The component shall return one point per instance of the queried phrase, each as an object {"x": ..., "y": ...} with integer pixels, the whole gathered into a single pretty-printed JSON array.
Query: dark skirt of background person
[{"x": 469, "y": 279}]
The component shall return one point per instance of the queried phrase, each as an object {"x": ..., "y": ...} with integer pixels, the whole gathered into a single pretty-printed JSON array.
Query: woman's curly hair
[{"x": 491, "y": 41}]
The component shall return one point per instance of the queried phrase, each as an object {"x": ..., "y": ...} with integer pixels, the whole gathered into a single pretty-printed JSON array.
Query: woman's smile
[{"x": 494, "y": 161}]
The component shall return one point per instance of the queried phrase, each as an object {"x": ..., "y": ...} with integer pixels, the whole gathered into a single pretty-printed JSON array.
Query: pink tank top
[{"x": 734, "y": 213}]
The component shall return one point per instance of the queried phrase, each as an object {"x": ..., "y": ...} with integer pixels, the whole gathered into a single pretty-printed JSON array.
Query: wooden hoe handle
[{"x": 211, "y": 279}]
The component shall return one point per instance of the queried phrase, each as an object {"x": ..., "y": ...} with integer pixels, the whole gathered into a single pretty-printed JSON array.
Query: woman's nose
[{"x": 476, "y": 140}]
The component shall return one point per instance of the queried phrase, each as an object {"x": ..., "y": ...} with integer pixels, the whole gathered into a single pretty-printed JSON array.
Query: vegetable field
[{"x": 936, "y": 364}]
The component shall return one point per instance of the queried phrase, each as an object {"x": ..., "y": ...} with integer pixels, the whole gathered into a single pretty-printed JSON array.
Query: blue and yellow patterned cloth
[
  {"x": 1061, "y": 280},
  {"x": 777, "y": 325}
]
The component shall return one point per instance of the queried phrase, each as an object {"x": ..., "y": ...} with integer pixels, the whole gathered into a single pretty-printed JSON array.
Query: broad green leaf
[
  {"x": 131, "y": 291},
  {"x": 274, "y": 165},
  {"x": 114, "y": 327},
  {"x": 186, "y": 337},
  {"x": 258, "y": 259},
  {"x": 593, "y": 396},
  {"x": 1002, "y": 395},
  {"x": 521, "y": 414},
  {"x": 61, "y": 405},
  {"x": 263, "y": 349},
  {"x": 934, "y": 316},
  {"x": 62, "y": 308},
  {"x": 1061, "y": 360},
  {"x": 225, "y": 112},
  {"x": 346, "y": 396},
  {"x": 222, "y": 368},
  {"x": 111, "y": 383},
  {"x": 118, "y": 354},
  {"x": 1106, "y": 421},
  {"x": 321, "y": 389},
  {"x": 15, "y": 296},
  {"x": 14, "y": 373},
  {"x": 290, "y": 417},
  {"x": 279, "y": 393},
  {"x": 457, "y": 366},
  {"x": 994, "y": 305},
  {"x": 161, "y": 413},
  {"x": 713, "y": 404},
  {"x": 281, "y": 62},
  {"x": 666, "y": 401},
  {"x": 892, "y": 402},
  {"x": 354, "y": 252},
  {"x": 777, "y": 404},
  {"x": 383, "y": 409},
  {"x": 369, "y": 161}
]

# TASK DIRECTIONS
Restate all the material above, keeping each word as it is.

# ANSWER TO THIS TASK
The component shall return one point per instance of the queried phrase, each as an object {"x": ..., "y": ...} with integer pixels, the whole gathered into a single pretty-printed JSON array.
Query: dark skirt of background person
[{"x": 469, "y": 279}]
The component shall return one point per instance of the queried phrase, each as an object {"x": ..., "y": ...} with integer pixels, the whole gathered into a single pretty-printed JSON array.
Query: woman's curly hair
[{"x": 491, "y": 41}]
The component shall return one point per instance of the queried phrase, each as an object {"x": ..., "y": ...} with integer pixels, the whole gathered into a single pretty-printed JSON array.
Query: woman's smile
[{"x": 494, "y": 161}]
The component shall return one point per instance of the queried phrase, each as an object {"x": ..., "y": ...} with integer pixels, the whole gathered into a single pretty-printed JSON array.
Query: pink tank top
[{"x": 734, "y": 213}]
The component shall return one point per instance of the queried phrase, each as an object {"x": ..., "y": ...} with integer pixels, the whole gathered into a single pretty-printed JSON array.
Query: wooden hoe handle
[{"x": 211, "y": 279}]
The component shall return one point per instance of the queried phrase, each as an object {"x": ..., "y": ...} with integer pixels, the whole gathered into a single pretty-printed JSON array.
Query: woman's nose
[{"x": 476, "y": 140}]
The component shall return one point per instance of the queried phrase, each as an object {"x": ..., "y": ...} with integer pixels, the whole gathered into a single pretty-printed JSON array.
Query: vegetable field
[{"x": 936, "y": 364}]
The component shall return one point per instance of the queried phrase, each as an object {"x": ..., "y": ...} with integer pixels, the whole gathered into a single pretty-printed JSON array.
Query: blue and yellow patterned cloth
[
  {"x": 1061, "y": 280},
  {"x": 777, "y": 325}
]
The component shall return one point per instance of the queried phrase, each as an object {"x": ..., "y": ...} with integer pixels, the whole gathered into a single pretty-printed JSON array.
Query: broad green leaf
[
  {"x": 131, "y": 291},
  {"x": 274, "y": 165},
  {"x": 114, "y": 327},
  {"x": 186, "y": 337},
  {"x": 258, "y": 259},
  {"x": 593, "y": 396},
  {"x": 1002, "y": 395},
  {"x": 521, "y": 414},
  {"x": 61, "y": 405},
  {"x": 263, "y": 349},
  {"x": 934, "y": 316},
  {"x": 62, "y": 308},
  {"x": 1061, "y": 360},
  {"x": 225, "y": 112},
  {"x": 346, "y": 396},
  {"x": 222, "y": 368},
  {"x": 111, "y": 383},
  {"x": 118, "y": 354},
  {"x": 1106, "y": 421},
  {"x": 321, "y": 389},
  {"x": 15, "y": 296},
  {"x": 14, "y": 373},
  {"x": 290, "y": 417},
  {"x": 279, "y": 393},
  {"x": 457, "y": 366},
  {"x": 994, "y": 305},
  {"x": 161, "y": 413},
  {"x": 713, "y": 404},
  {"x": 281, "y": 62},
  {"x": 666, "y": 401},
  {"x": 892, "y": 402},
  {"x": 354, "y": 252},
  {"x": 777, "y": 404},
  {"x": 383, "y": 409},
  {"x": 369, "y": 161}
]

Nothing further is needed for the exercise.